Object detection data:
================================
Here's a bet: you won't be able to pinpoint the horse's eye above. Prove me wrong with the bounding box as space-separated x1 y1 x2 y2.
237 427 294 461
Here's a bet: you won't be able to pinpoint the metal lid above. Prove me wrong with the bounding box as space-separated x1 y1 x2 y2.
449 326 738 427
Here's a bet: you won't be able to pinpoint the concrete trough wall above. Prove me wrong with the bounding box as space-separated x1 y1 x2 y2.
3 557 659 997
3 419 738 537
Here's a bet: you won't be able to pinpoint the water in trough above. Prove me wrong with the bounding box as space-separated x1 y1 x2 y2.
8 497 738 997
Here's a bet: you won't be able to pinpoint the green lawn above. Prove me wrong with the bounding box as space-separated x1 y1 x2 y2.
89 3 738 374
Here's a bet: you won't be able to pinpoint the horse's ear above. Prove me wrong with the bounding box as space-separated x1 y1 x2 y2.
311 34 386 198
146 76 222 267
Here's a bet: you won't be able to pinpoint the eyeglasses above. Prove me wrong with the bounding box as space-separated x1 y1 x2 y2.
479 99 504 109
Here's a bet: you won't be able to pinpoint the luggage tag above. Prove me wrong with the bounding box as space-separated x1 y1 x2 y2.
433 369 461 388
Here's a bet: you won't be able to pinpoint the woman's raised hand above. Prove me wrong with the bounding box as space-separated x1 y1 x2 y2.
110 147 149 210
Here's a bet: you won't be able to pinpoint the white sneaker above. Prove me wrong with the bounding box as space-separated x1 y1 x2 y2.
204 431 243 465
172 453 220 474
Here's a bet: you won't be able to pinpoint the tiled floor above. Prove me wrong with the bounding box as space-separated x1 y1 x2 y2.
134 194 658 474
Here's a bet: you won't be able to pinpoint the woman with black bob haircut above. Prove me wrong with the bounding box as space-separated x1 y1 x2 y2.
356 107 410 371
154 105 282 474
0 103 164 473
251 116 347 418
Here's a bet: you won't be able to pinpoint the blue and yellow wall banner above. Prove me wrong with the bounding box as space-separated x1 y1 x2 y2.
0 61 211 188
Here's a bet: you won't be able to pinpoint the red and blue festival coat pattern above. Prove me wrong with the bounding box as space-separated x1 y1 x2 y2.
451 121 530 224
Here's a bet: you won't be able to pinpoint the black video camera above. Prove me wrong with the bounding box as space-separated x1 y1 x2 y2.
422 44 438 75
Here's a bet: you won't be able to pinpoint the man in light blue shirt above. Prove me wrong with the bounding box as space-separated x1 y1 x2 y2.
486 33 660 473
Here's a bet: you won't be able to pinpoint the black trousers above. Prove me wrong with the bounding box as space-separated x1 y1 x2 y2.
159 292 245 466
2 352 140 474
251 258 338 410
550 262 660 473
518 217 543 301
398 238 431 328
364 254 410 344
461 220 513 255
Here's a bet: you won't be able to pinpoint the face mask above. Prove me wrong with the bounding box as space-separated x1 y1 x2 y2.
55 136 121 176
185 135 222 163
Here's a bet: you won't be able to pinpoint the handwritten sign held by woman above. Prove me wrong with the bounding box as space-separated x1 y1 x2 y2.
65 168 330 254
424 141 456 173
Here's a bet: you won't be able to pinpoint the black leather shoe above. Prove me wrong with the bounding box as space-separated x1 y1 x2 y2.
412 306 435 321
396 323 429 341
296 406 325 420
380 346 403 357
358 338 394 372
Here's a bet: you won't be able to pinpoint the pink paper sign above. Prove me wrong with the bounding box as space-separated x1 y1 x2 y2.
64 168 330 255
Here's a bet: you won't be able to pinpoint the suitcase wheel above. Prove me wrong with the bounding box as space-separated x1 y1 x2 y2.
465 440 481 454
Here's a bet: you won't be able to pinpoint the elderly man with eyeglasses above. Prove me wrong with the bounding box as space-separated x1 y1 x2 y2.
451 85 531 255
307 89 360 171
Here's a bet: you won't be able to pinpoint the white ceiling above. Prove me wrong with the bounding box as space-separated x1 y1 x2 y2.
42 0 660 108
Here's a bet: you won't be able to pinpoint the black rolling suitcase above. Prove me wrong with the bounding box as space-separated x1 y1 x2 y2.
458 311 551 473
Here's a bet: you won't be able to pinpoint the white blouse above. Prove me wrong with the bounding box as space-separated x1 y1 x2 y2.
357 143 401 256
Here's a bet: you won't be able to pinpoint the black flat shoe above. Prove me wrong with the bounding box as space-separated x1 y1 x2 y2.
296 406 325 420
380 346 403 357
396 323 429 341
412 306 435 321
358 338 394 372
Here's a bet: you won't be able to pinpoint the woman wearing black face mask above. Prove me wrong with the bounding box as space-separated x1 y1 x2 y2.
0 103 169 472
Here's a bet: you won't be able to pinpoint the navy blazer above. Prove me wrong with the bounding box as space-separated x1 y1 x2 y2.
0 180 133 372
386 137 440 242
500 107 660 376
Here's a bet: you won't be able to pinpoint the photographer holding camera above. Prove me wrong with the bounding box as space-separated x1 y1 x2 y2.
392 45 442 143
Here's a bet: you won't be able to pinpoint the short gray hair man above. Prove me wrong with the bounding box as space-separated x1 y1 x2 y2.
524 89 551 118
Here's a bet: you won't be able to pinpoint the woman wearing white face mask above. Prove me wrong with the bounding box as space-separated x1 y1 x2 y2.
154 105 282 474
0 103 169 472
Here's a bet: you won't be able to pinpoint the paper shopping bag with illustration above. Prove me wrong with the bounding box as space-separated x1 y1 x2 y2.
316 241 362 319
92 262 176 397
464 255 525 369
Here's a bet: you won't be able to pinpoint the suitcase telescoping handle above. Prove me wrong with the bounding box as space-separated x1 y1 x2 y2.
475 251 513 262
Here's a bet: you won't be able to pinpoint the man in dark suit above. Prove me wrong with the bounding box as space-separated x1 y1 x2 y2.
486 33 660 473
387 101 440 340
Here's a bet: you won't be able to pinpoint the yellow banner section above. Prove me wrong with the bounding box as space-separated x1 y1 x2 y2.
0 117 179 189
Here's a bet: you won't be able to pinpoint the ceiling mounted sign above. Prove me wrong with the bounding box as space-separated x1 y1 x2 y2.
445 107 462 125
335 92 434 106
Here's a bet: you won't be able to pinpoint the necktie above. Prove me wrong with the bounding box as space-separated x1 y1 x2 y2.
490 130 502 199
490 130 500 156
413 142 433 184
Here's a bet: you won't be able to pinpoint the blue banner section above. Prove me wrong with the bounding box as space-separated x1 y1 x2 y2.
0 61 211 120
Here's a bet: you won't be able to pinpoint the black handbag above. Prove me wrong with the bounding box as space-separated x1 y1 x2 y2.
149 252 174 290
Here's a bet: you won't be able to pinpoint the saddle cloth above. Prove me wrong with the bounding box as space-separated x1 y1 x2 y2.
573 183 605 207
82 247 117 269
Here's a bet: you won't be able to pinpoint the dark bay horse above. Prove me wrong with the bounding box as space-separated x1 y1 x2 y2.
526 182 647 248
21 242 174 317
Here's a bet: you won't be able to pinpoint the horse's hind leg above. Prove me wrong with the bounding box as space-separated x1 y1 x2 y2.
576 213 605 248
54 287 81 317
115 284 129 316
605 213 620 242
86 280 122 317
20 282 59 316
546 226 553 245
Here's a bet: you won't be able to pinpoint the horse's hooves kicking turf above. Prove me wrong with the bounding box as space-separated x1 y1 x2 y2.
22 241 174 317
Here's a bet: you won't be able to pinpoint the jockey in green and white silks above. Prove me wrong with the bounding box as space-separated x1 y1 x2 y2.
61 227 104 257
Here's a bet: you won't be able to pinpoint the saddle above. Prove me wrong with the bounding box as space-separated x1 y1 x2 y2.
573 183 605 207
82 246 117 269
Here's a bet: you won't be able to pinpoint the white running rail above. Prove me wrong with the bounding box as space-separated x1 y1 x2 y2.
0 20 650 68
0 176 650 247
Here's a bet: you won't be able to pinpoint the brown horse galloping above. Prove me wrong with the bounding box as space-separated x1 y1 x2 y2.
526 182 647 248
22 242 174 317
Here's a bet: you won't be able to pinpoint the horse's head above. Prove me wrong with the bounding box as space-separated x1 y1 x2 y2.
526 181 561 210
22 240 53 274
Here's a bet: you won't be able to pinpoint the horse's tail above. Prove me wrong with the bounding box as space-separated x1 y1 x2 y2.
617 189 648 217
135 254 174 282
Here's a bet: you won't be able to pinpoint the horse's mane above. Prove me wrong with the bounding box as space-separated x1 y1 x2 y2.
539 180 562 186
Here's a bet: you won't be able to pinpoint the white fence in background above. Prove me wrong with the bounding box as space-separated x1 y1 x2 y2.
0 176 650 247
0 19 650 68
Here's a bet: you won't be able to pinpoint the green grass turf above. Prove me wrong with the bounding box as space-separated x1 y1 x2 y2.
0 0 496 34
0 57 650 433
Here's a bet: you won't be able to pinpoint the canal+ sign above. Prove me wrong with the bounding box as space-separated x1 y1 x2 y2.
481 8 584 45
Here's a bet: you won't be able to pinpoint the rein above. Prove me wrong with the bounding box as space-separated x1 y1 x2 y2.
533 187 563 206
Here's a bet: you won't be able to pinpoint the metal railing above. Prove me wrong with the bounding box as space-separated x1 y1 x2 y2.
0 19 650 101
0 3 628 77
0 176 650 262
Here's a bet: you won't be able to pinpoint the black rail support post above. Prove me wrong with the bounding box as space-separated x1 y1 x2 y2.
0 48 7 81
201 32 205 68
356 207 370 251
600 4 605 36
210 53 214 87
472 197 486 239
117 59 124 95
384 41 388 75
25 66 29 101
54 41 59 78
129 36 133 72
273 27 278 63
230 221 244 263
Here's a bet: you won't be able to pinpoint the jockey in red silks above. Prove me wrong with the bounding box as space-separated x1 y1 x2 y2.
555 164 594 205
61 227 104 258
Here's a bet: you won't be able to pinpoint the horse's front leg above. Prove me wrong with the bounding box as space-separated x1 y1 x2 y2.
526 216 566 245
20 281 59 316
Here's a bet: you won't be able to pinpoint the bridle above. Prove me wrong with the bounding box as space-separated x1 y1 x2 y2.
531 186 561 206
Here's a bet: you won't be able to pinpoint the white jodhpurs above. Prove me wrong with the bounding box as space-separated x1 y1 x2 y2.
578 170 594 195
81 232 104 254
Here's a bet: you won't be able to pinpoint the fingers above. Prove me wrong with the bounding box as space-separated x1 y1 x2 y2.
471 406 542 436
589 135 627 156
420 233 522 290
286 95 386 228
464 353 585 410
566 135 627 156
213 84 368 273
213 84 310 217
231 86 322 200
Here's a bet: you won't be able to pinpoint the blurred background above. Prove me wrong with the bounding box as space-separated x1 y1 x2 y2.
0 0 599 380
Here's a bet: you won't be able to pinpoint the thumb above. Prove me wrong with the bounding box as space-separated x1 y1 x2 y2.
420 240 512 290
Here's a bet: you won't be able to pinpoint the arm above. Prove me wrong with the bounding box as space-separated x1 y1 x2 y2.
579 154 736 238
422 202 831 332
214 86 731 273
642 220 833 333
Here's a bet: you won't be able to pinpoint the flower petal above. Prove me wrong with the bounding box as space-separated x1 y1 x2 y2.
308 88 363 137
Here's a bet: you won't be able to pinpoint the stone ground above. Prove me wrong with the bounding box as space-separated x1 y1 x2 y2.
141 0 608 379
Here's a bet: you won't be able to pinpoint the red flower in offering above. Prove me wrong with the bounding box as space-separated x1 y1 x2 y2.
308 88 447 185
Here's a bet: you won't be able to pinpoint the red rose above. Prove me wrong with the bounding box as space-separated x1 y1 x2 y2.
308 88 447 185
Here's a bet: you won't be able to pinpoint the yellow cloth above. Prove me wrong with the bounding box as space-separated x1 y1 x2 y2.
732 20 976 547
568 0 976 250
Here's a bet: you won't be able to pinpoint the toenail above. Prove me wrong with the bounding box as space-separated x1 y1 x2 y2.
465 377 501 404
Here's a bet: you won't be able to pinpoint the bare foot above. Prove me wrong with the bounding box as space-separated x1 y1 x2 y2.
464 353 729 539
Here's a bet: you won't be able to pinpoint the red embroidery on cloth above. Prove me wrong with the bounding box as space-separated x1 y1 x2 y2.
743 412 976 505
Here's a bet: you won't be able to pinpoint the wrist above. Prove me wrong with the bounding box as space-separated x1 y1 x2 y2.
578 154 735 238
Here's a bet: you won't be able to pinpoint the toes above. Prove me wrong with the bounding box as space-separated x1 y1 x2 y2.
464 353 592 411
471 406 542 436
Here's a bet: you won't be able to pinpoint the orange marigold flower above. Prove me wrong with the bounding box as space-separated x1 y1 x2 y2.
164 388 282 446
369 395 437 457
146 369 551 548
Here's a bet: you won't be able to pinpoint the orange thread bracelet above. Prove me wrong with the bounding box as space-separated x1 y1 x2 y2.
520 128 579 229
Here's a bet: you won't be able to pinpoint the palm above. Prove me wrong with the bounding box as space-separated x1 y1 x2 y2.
================================
:: GOAL ::
Copy out the entry lines above verbatim, between the line containing "jockey in green" and the line containing "61 227 104 257", inclusive.

:: ANSWER FOR THE TASK ::
Here's a bet: you won't be able to pinpoint the jockey in green and white silks above. Prove me wrong with the bounding box as space-separated x1 y1 x2 y2.
61 227 104 257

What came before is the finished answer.